● WHAT YOU WILL DO:
Make an exact copy of all the records.
----------------------------------------
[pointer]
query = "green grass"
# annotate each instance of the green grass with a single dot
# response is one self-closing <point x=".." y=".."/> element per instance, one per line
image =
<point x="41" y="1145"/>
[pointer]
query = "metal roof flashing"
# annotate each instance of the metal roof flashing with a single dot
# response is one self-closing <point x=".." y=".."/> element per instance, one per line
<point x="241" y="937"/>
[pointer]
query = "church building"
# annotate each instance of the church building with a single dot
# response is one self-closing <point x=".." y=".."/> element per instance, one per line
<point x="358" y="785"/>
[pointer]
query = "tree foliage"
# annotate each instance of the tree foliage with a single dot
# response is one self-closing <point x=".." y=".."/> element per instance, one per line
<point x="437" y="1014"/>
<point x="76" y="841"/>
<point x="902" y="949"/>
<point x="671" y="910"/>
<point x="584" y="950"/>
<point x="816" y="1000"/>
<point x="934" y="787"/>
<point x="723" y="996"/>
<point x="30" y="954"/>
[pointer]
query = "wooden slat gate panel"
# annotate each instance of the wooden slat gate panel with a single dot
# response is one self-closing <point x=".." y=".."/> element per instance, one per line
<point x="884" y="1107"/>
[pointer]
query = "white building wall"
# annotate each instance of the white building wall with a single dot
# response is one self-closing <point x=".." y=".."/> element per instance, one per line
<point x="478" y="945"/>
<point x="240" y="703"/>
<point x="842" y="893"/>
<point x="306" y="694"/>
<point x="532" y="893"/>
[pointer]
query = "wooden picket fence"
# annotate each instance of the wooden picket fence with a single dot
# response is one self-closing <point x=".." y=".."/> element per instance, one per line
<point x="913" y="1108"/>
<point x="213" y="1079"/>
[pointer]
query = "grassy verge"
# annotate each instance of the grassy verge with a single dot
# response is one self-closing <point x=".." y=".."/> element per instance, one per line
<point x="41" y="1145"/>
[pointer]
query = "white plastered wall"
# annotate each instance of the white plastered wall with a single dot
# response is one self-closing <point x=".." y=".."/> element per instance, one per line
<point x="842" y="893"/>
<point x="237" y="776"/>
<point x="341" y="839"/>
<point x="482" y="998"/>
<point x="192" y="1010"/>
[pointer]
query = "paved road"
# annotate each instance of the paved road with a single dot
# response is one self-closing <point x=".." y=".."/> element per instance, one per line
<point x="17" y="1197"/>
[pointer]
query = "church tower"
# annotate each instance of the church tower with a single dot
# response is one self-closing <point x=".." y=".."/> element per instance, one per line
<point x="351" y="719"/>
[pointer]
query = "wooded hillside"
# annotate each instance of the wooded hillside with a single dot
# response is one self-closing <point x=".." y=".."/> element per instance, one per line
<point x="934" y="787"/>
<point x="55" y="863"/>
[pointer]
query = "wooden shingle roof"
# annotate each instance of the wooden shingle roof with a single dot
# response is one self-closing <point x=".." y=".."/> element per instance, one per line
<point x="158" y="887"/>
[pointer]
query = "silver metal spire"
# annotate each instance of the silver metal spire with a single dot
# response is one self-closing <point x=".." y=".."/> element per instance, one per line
----------------------------------------
● SOLVED EXERCISE:
[pointer]
query = "green grass"
# annotate each instance of the green grass with a single dot
# response is one self-closing <point x=".." y=".."/> element per instance, one per line
image =
<point x="41" y="1145"/>
[pointer]
query = "metal roof flashing"
# annotate each instance of the metal roof flashing with a single dot
# response is one self-closing <point x=".." y=".."/> element per instance, one per line
<point x="241" y="937"/>
[pointer]
query = "church building"
# annotate each instance of the church building with a single dot
# response is one self-closing <point x=".." y=".."/> element per instance, one per line
<point x="358" y="785"/>
[pointer]
query = "tree foliage"
# annotate each instance of the tree foliage with a single dot
# response is one self-closing <point x=".." y=".."/> element per instance, one per line
<point x="437" y="1014"/>
<point x="76" y="841"/>
<point x="902" y="949"/>
<point x="671" y="910"/>
<point x="584" y="950"/>
<point x="816" y="1000"/>
<point x="934" y="787"/>
<point x="723" y="996"/>
<point x="30" y="954"/>
[pointer]
query = "wooden slat gate panel"
# annotate each instance of the wooden slat gate panel with a single dot
# response is one self-closing <point x=".." y=".."/> element per instance, one per line
<point x="884" y="1107"/>
[pointer]
query = "white building wall"
# annotate each instance of the white building wall with a single dot
# response is one self-closing <point x=".." y=".."/> element per instance, one per line
<point x="478" y="945"/>
<point x="240" y="703"/>
<point x="842" y="893"/>
<point x="306" y="694"/>
<point x="532" y="893"/>
[pointer]
query = "wooden picket fence"
# annotate each instance of the wooden picket fence with a single dot
# response is one self-closing <point x=".." y=".."/> element per instance, one per line
<point x="913" y="1108"/>
<point x="213" y="1079"/>
[pointer]
query = "grassy verge"
# annotate each instance of the grassy verge with a single dot
# response is one self-closing <point x=".." y=".."/> element per instance, one per line
<point x="41" y="1145"/>
[pointer]
query = "white plastered wall"
# annotate each instance of the white plastered wall with a single dot
# response is one self-closing <point x=".." y=".."/> element per instance, one per line
<point x="842" y="893"/>
<point x="237" y="776"/>
<point x="341" y="839"/>
<point x="482" y="998"/>
<point x="192" y="1010"/>
[pointer]
query = "paved road"
# annotate each instance of the paved road with a single dot
# response is one self-closing <point x=".." y=".."/> element per instance, one per line
<point x="17" y="1197"/>
[pointer]
query = "church tower"
# annotate each instance of the church tower with a single dot
# response is one self-closing <point x=".." y=".."/> element per instance, one per line
<point x="351" y="719"/>
[pointer]
query = "wooded hillside"
# annotate each instance of the wooded hillside with a single dot
# response is one self-closing <point x=".." y=".."/> element per instance, one per line
<point x="934" y="787"/>
<point x="55" y="863"/>
[pointer]
query = "wooden shingle roof"
# annotate each instance of the wooden shingle roof with a single dot
# response is one self-closing <point x=".." y=".."/> element per instance, one per line
<point x="158" y="887"/>
[pointer]
query = "silver metal spire"
# annotate each instance of the silver metal spire with a single dot
# response is one self-closing <point x=".." y=".."/> element per instance, one per line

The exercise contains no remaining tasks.